**Problem description**
Pictures excluded, copy all of the data below exactly.

Saved entries
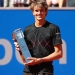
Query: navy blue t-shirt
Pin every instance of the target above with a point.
(41, 42)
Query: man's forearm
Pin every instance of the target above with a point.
(53, 56)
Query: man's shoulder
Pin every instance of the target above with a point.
(52, 25)
(29, 27)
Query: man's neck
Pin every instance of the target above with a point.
(40, 23)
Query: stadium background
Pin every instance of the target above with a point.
(10, 19)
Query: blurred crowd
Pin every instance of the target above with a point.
(26, 3)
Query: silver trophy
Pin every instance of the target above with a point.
(19, 37)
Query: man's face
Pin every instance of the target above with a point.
(39, 13)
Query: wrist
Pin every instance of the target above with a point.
(41, 60)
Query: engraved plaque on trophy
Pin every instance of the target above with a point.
(19, 37)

**Task result**
Query: navy blue t-shirt
Pin every instance of the target above with a point.
(41, 42)
Query: man's forearm
Pin every instance of the target above with a point.
(53, 56)
Query: man's shoulder
Pin every instance of the target above with a point.
(52, 25)
(29, 27)
Query: man's neck
Pin every instance of the target above with a point.
(40, 23)
Query: stadium background
Pin every instance of the target above with a point.
(10, 19)
Query: blurred crowd
Pin every instance of the target above with a point.
(26, 3)
Query: silver trophy
Pin every instance of the target above with a point.
(19, 37)
Query: man's face
Pin every instance of the target above with a point.
(39, 13)
Query: wrist
Pin every instance of the target above with a point.
(41, 60)
Query: engraved plaque on trophy
Pin every instance of the target above with a point.
(19, 37)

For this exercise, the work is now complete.